> _Task statement_: Set down the full listing exactly, character for character.

> _Input_:
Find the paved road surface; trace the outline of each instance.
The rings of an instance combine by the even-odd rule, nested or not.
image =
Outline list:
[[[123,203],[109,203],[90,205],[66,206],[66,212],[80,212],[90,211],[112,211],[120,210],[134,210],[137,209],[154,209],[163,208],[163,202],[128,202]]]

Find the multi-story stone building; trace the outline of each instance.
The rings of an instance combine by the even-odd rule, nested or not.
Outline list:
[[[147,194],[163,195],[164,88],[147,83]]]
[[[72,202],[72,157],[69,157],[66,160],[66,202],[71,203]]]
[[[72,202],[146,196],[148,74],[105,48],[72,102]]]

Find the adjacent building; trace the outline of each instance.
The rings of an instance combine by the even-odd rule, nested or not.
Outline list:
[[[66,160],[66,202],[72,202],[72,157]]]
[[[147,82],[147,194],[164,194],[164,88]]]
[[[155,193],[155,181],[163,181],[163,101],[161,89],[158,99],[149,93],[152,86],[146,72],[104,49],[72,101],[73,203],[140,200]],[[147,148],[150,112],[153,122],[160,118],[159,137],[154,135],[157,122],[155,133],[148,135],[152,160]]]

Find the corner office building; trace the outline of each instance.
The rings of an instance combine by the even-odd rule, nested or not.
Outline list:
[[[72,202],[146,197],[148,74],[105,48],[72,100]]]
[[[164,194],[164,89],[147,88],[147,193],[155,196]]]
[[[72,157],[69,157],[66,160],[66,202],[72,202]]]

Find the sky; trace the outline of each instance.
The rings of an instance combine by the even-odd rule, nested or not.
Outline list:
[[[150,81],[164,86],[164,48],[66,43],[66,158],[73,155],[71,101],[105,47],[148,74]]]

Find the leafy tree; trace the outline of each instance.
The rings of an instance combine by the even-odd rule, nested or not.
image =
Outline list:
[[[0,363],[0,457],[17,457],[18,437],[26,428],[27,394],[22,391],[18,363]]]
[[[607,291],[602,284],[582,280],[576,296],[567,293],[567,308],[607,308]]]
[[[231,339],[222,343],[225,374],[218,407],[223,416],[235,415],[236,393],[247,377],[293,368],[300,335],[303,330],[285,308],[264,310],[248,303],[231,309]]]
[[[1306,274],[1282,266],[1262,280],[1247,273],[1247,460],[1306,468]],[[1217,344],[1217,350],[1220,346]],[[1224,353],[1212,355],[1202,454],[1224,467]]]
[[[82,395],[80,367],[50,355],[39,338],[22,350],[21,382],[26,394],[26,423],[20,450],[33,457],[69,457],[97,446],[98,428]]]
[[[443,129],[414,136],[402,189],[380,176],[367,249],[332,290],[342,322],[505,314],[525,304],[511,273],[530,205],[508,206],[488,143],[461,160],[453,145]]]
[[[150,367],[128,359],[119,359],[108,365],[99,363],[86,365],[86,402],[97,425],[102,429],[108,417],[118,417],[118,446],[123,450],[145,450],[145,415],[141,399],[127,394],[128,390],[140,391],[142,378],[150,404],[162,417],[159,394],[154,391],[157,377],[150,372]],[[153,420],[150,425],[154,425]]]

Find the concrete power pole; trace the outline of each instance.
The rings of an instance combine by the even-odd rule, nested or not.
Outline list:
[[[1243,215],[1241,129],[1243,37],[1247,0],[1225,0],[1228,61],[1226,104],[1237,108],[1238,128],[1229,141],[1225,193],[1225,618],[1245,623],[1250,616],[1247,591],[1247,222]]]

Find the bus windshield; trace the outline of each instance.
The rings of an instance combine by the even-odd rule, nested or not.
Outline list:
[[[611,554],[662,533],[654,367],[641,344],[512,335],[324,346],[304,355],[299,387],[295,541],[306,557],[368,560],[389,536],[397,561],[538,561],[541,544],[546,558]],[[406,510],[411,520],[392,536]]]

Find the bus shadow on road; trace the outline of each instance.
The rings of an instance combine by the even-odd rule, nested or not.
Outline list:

> _Completed task_:
Find the paved road surface; trace the outline of each instance.
The rings of an instance combine by the even-odd rule, nested or not.
image =
Outline list:
[[[123,203],[109,203],[90,205],[66,206],[66,212],[80,212],[90,211],[112,211],[120,210],[134,210],[137,209],[154,209],[163,208],[163,202],[128,202]]]

Find the multi-story stone building; trace the outline of each instance.
The rings of an instance combine by the even-odd rule, nested or not.
Outline list:
[[[147,194],[163,195],[164,88],[147,83]]]
[[[72,202],[72,157],[69,157],[66,160],[66,202],[71,203]]]
[[[72,202],[146,196],[148,74],[105,48],[72,102]]]

Find the adjacent building; trace the outline of each instance.
The rings of an instance combine by the even-odd rule, nested or not.
Outline list:
[[[66,160],[66,202],[72,202],[72,157]]]
[[[147,82],[147,194],[164,194],[164,88]]]
[[[155,193],[155,181],[163,181],[163,101],[161,89],[158,99],[149,93],[152,86],[146,72],[104,49],[72,101],[73,203],[140,200]],[[147,148],[150,112],[153,122],[160,118],[159,137],[154,135],[157,122],[155,133],[148,135],[152,160]]]

Find the corner office building; trace the outline of each instance.
The rings of an instance combine by the even-odd rule, nested or not.
Outline list:
[[[72,202],[146,197],[148,74],[105,48],[72,100]]]
[[[164,194],[164,89],[147,88],[147,193],[155,196]]]
[[[72,157],[69,157],[66,160],[66,202],[72,202]]]

Find the sky; trace the outline of each instance.
The rings of an instance combine by the even-odd rule, nested or not.
Outline list:
[[[150,81],[164,86],[164,48],[66,43],[66,158],[73,155],[71,101],[105,47],[148,74]]]

Find the leafy tree; trace the outline of each instance.
The rings of an instance combine by the even-odd rule, nested or not.
image =
Outline list:
[[[0,363],[0,457],[17,457],[18,437],[26,428],[27,394],[22,391],[18,363]]]
[[[607,291],[602,284],[582,280],[576,296],[567,293],[567,308],[607,308]]]
[[[231,339],[222,343],[225,374],[218,407],[223,416],[235,415],[236,393],[247,377],[293,368],[300,335],[303,330],[285,308],[264,310],[248,303],[231,309]]]
[[[1306,274],[1282,266],[1262,280],[1247,273],[1247,460],[1306,468]],[[1217,344],[1217,350],[1220,346]],[[1224,353],[1212,355],[1202,454],[1224,467]]]
[[[82,395],[80,367],[50,355],[39,338],[22,350],[21,382],[26,394],[26,423],[20,450],[33,457],[69,457],[97,446],[98,428]]]
[[[443,129],[414,136],[402,189],[380,176],[367,249],[332,290],[342,322],[505,314],[525,304],[511,273],[530,205],[508,206],[488,143],[461,160],[453,145]]]
[[[150,367],[128,359],[119,359],[108,365],[99,363],[86,365],[86,402],[97,425],[102,429],[108,417],[118,417],[118,446],[123,450],[145,450],[145,415],[141,399],[127,394],[128,390],[140,391],[142,378],[150,404],[162,417],[159,394],[154,391],[157,377],[150,372]],[[153,420],[150,425],[154,425]]]

Find the concrete power pole; trace the outline of each instance.
The rings of an instance combine by the even-odd rule, nested or not.
Outline list:
[[[1243,215],[1241,129],[1243,37],[1247,0],[1225,0],[1228,61],[1226,104],[1237,108],[1238,128],[1229,141],[1225,193],[1225,618],[1245,623],[1250,616],[1247,591],[1247,222]]]

Find the bus windshield; trace the outline of each instance.
The rings of an instance combine by the even-odd rule, nested or not.
Outline list:
[[[611,554],[662,533],[654,367],[641,344],[512,335],[324,346],[304,355],[299,387],[295,541],[306,557],[368,560],[389,536],[397,561],[538,561],[541,544],[546,558]],[[406,510],[411,520],[392,536]]]

Find the bus shadow on road; trace the outline of each instance.
The rings of an instance combine by the even-odd rule, nested or not.
Outline list:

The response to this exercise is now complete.